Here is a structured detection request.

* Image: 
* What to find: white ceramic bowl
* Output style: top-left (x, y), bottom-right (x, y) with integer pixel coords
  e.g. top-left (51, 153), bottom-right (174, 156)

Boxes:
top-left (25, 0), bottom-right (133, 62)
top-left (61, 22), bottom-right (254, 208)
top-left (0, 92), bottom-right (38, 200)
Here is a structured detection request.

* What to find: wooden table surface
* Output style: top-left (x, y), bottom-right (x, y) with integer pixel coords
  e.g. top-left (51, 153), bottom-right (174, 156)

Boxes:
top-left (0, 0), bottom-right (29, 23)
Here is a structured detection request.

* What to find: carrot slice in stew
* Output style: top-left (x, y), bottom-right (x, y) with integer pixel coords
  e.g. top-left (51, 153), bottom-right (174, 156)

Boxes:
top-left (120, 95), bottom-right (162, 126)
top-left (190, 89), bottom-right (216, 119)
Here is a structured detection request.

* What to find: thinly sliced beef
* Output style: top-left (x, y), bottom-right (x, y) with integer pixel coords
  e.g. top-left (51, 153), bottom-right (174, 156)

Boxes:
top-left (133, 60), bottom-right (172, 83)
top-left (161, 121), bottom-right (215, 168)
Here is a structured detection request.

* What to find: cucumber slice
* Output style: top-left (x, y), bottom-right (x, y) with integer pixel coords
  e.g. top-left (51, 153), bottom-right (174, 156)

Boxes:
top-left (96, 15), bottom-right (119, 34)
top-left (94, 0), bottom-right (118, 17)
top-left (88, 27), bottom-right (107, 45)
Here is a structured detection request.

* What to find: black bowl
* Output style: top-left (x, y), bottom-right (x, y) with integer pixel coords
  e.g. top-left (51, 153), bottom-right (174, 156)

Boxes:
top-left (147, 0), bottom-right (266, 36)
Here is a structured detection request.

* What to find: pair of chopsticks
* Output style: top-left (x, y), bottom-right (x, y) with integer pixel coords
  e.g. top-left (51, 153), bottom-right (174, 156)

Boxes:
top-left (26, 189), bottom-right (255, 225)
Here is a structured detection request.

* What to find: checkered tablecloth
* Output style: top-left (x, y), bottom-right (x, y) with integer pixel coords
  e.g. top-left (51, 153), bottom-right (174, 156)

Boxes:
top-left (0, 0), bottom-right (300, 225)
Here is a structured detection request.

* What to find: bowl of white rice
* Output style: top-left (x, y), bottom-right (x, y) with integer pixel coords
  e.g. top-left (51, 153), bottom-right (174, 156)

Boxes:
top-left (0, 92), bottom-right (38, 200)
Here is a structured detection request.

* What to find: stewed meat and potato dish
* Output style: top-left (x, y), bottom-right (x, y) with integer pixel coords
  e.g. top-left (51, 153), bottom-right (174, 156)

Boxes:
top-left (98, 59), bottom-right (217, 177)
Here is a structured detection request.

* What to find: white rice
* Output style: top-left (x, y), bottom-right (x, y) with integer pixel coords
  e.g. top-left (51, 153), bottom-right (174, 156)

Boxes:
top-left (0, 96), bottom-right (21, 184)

════════════════════

| Work instructions |
Reproduce all the entries above, replacing every "Output style" with "Box format" and leaving everything else unchanged.

| Answer to the task |
Here is a structured detection request.

* Image: 
* What to find: white ceramic bowl
* Box format: top-left (x, y), bottom-right (x, y) with integer pixel coords
  e.g. top-left (51, 153), bottom-right (174, 156)

Boxes:
top-left (25, 0), bottom-right (133, 62)
top-left (61, 22), bottom-right (254, 208)
top-left (0, 92), bottom-right (38, 200)
Here is a structured detection request.

* What to find: wooden table surface
* Box format: top-left (x, y), bottom-right (x, y) with integer pixel coords
  e.g. top-left (51, 153), bottom-right (174, 156)

Boxes:
top-left (0, 0), bottom-right (29, 23)
Here is a structured detection request.

* What to find: carrot slice in stew
* Box format: top-left (x, y), bottom-right (x, y) with integer pixel coords
  e.g. top-left (51, 153), bottom-right (174, 156)

Boxes:
top-left (120, 95), bottom-right (162, 126)
top-left (190, 89), bottom-right (216, 119)
Here is a structured detection request.

* What to find: thinly sliced beef
* Box format: top-left (x, y), bottom-right (x, y) with integer pixel coords
  e.g. top-left (51, 153), bottom-right (174, 156)

Boxes:
top-left (133, 60), bottom-right (172, 83)
top-left (161, 121), bottom-right (215, 168)
Here is a structured detection request.

* What to find: cucumber slice
* Box format: top-left (x, y), bottom-right (x, y) with integer pixel coords
  e.g. top-left (51, 153), bottom-right (174, 156)

Boxes:
top-left (96, 15), bottom-right (119, 34)
top-left (94, 0), bottom-right (118, 17)
top-left (88, 27), bottom-right (107, 45)
Here is a structured detection request.

* What to find: black bowl
* Box format: top-left (x, y), bottom-right (x, y) with integer pixel coords
  e.g. top-left (51, 153), bottom-right (174, 156)

Boxes:
top-left (147, 0), bottom-right (266, 36)
Here is a structured detection request.

* What to find: pair of chopsticks
* Box format: top-left (x, y), bottom-right (x, y) with integer pixel coords
  e.g. top-left (51, 153), bottom-right (174, 156)

Boxes:
top-left (26, 189), bottom-right (255, 225)
Here is a structured detection request.

* What to find: checkered tablecloth
* Box format: top-left (x, y), bottom-right (x, y) with integer pixel coords
  e.g. top-left (51, 153), bottom-right (174, 156)

Boxes:
top-left (0, 0), bottom-right (300, 225)
Here is a structured detection request.

* What to find: bowl of white rice
* Box format: top-left (x, y), bottom-right (x, y) with integer pixel coords
  e.g. top-left (51, 153), bottom-right (174, 156)

Boxes:
top-left (0, 92), bottom-right (38, 200)
Here is a structured detection request.

* What to find: stewed meat and potato dish
* Box format: top-left (x, y), bottom-right (x, y) with integer pixel coords
  e.g. top-left (51, 153), bottom-right (174, 156)

Boxes:
top-left (98, 59), bottom-right (217, 177)
Here is a structured detection request.

* What to find: white rice
* Box format: top-left (x, y), bottom-right (x, y) with integer pixel coords
  e.g. top-left (51, 153), bottom-right (174, 156)

Boxes:
top-left (0, 96), bottom-right (21, 184)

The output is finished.